Document ->
The Black Church at Búðir

Fujifilm GFX 50s, ISO 400, FL 40 mm, 1/250 sec @ f/11. Encaustic wax overlay.

In 1703, Bendt Lauridsen built the first church at Búðir, which was demolished later and rebuilt again.  In 1816, the parish at Búðir was abolished.  Steinunn Sveinsdottir, one of the ladies of the parish fought strongly for a new church, but the national church rejected her request.  Eventually, Steinunn received a royal permission to build a new one, which stood ready in 1848.  A quote on the door ring says “this church was built in 1848 without the support of the spiritual fathers”.  In memory of Steinunn’s achievement, this noble woman is buried in the churchyard in Búðir.  Between 1984-86, the church was reconstructed and consecrated in 1987.  Among the valuable possessions of the church are a bell from 1672, an altarpiece from 1750, an old silver chalice, two messing candlesticks from 1767, and a door ring from 1703.  The church is protected and one of the oldest wooden churches in Iceland.

The Black Church of Búðir has become a very popular spot for photographers visiting the Snaefellsness Peninsula.  The striking dark tones of the small church stands out in sharp contrast to the moody dark skies and the rugged Icelandic mountains surrounding it.

Reynisdrangar, Iceland

Fujifilm GFX 50s, ISO 100, FL 28 mm, 1/30 s @ f/20.

Reynisdrangar and the black beaches of Vik have got to be one of the most desolate places on earth.  Raging waves and winds whip across the seascape and even if you are with others, you feel vulnerable and alone, isolated by the extreme environment.  Vik is located in southern Iceland under the shadow of Mýrdalsjökull glacier, Reynisfjall mountain, and one of Iceland’s most dangerous volcanoes – Katla.  A population of around 300 brave souls call the town home.  The seascape is notable for basalt sea stacks as high as 60 meters and known as Reynisdrangar.  One area of  clustered, rocky stacks is iconic for the region and is known as ‘the trolls’.  Legend has it that 3 trolls – Skessudrangur, Laddrangur and Langhamar – were attempting to steal one of the village boats and were caught in the process at dawn and punished by being turned into rocks. Another legend (and the one I prefer) is that a husband caught his wife as she was being held captive by two trolls.  The trolls promised not to kill her but could not return her home.  So the love of this man’s life, whose free spirit he could not contain at home, lives out among the trolls, rocks, and seas at Reynisfiara.

It is a haunting landscape.  In 1991, the black sand beach of Vik was named as one of the ten most beautiful non-tropical beaches in the world.

Challenge -> Transcribe the Iceland text between "The Black Church of Búðir" and "mountains surrounding it.", inclusive.

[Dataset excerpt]
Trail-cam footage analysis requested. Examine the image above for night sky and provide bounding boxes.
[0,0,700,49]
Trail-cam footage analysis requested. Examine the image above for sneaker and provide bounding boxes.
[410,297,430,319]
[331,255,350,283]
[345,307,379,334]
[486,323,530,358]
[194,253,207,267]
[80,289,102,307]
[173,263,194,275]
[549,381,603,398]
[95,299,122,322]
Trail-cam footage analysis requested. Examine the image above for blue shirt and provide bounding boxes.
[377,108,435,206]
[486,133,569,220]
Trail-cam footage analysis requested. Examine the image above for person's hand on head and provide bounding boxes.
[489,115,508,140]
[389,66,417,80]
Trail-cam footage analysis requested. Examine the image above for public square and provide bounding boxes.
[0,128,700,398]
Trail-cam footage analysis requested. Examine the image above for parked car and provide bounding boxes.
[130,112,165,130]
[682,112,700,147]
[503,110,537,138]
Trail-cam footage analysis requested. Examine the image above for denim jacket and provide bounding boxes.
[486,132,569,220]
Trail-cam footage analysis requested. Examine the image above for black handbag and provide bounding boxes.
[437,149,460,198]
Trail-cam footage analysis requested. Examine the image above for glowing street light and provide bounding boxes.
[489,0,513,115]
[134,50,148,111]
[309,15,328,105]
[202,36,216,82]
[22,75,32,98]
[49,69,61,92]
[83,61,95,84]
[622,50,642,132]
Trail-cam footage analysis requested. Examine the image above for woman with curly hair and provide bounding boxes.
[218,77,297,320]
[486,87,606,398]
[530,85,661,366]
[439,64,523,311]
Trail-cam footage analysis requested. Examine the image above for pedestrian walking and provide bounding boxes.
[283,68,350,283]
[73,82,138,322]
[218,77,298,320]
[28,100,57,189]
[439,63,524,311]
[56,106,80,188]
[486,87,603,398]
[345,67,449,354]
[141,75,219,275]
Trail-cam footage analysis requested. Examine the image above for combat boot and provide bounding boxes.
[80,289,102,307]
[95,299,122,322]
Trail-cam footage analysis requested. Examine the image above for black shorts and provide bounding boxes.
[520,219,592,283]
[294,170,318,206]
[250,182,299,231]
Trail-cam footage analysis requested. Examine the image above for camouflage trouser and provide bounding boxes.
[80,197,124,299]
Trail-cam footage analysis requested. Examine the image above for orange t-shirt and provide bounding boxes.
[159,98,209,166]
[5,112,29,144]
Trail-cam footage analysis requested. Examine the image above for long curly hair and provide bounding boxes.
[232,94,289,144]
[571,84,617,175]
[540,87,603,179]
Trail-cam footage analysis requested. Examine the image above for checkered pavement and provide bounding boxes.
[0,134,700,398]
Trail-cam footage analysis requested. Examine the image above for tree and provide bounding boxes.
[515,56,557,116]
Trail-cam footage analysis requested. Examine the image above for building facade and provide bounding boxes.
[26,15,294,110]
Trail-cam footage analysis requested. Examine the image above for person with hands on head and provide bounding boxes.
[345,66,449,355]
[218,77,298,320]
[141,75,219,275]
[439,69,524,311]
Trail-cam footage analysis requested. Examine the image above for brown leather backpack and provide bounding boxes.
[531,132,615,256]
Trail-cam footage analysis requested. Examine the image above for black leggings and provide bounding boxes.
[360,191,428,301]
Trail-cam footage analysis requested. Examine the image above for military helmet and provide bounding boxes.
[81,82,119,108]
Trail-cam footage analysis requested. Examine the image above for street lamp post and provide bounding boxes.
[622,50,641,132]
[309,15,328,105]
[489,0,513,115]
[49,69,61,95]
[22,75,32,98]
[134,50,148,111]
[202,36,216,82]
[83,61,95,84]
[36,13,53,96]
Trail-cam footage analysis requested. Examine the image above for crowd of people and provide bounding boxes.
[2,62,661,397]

Answer below ->
The Black Church of Búðir has become a very popular spot for photographers visiting the Snaefellsness Peninsula.  The striking dark tones of the small church stands out in sharp contrast to the moody dark skies and the rugged Icelandic mountains surrounding it.